What needs to be done: Can you arrange all the entries below as a two-column CSV with the headers input and output, one row per entry, where input holds the entry's text and output holds its answer, each in one quoted field with line breaks replaced by spaces?

==================================================

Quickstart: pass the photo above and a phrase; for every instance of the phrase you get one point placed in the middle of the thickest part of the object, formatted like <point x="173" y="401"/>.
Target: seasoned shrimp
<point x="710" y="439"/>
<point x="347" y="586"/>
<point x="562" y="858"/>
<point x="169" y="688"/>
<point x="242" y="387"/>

==================================================

Solution for this problem:
input,output
"Quickstart: pass the photo above and a phrase; for every instance of the phrase you get one point placed in the middle of the thickest part of the object, formatted like <point x=""173"" y=""401""/>. Target: seasoned shrimp","<point x=""710"" y=""439""/> <point x=""347"" y=""586""/> <point x=""562"" y=""858""/> <point x=""169"" y=""688""/> <point x=""242"" y=""387""/>"